* [EXERCISE DESCRIPTION]: The entries below should be output exactly as written.

* [Dataset entries]:
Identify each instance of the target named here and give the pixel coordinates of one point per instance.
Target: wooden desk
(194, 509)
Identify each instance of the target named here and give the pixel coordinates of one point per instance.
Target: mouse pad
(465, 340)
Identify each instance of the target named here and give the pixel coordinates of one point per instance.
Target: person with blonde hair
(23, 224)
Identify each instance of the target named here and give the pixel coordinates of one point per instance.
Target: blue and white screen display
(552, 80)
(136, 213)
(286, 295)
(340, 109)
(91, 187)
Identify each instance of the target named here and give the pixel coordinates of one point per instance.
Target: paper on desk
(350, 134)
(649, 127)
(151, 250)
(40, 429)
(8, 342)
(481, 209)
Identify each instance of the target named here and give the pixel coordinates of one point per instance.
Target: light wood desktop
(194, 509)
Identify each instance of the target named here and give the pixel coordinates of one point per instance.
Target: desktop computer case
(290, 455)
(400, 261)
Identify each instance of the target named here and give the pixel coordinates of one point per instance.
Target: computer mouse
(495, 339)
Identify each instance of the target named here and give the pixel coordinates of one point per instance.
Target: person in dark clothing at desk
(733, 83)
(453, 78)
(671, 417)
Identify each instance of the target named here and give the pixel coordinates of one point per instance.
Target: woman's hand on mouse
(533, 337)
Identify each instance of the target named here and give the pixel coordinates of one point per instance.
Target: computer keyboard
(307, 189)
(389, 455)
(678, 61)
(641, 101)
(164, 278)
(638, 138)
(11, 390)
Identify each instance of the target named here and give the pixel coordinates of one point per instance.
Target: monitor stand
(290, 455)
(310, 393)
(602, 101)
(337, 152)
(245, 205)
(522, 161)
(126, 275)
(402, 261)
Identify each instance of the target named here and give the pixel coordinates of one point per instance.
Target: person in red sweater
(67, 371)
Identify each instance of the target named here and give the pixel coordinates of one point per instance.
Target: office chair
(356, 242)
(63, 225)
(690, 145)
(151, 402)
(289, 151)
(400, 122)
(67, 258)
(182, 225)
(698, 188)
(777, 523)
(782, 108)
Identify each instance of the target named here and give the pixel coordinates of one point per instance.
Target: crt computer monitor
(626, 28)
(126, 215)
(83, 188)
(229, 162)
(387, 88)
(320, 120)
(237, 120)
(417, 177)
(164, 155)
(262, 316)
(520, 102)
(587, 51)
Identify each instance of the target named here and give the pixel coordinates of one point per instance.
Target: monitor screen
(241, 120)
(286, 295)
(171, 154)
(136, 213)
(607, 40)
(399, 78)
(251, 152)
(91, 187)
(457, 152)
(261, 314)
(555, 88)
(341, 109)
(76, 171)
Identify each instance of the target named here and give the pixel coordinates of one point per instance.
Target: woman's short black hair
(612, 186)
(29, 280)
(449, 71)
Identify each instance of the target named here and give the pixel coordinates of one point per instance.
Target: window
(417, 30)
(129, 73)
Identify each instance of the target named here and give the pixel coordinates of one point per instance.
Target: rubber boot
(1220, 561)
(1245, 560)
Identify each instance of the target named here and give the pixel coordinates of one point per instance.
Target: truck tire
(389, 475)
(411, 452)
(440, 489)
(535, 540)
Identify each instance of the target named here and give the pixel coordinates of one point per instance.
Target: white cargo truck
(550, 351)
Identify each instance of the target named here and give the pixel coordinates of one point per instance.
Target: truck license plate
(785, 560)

* [SOLVED EXERCISE]:
Identify each instance of the target named here and give the pixel coordinates of one point per instance.
Target: wooden desk
(194, 509)
Identify each instance of the target named here and give the pixel coordinates of one point per instance.
Target: mouse pad
(465, 340)
Identify each instance of the target named here and give the pixel coordinates of one point per instance.
Target: person with blonde hair
(23, 224)
Identify each instance of the target named here and give the pixel coordinates of one point per instance.
Target: blue and white screen display
(552, 80)
(136, 213)
(286, 295)
(340, 109)
(91, 187)
Identify each instance of the target named here and give the pixel coordinates of one point per instance.
Target: paper on desk
(350, 134)
(649, 127)
(151, 250)
(40, 429)
(8, 342)
(481, 209)
Identify each instance of the target named here and give the pixel coordinates of one point per instance.
Target: light wood desktop
(194, 509)
Identify each instance of the target named here and give the pixel coordinates of one point per instance.
Target: desktop computer case
(290, 455)
(400, 261)
Identify each instance of the target named here and give the pixel coordinates of one point per instance.
Target: computer mouse
(495, 339)
Identify each instance of the target named here and give the pixel coordinates of one point per instance.
Target: person in dark clothing at desk
(733, 83)
(453, 78)
(671, 417)
Identify each instance of the target named here and give the pixel coordinates of one point per instance.
Target: woman's hand on mouse
(533, 337)
Identify each instance of the target named here and give the pixel coordinates of one point per instance.
Target: computer keyboard
(307, 189)
(389, 455)
(678, 61)
(641, 101)
(164, 278)
(638, 138)
(11, 390)
Identify each instance of the target named here and give the pixel coordinates of one point per instance.
Target: monitor stand
(290, 455)
(310, 393)
(602, 101)
(337, 152)
(245, 205)
(522, 161)
(126, 275)
(402, 261)
Identify each instance of the target named here and give the pixel coordinates of one point per instance.
Target: person in red sweater
(67, 371)
Identify each instance of the target named here and give the pixel coordinates of one point per instance.
Target: office chair
(356, 242)
(63, 225)
(690, 145)
(151, 402)
(289, 151)
(400, 122)
(67, 258)
(182, 225)
(698, 188)
(777, 523)
(782, 108)
Identify each instance of the target named here and give the pixel coordinates of one point per instance.
Target: crt computer monitor
(626, 28)
(126, 215)
(83, 188)
(229, 162)
(387, 88)
(320, 120)
(237, 120)
(417, 177)
(164, 155)
(262, 316)
(520, 102)
(587, 51)
Identify each instance of the target named here and give the pixel coordinates of one point per instance.
Target: monitor screen
(241, 120)
(286, 295)
(171, 154)
(136, 213)
(607, 40)
(399, 78)
(251, 152)
(91, 187)
(457, 152)
(261, 314)
(555, 88)
(341, 109)
(76, 171)
Identify each instance of the target named here and give the pixel coordinates of one point per instance.
Target: woman's short black hair
(612, 186)
(29, 280)
(449, 71)
Identify each instance of the target named here and give the pixel coordinates of one point per instance.
Target: window
(417, 30)
(129, 73)
Identify each instance of the target named here and give the pixel coordinates of one point per instance.
Target: rubber boot
(1220, 561)
(1245, 560)
Identify each instance of the target named here and give the pixel coordinates of one point per instance.
Target: truck tire
(389, 475)
(411, 452)
(440, 489)
(535, 540)
Identify each instance of the target named here and give the pixel coordinates of one point per instance.
Target: white cargo truck
(550, 351)
Identify each instance of the target named here and give the pixel coordinates of one point per instance.
Target: truck license plate
(785, 560)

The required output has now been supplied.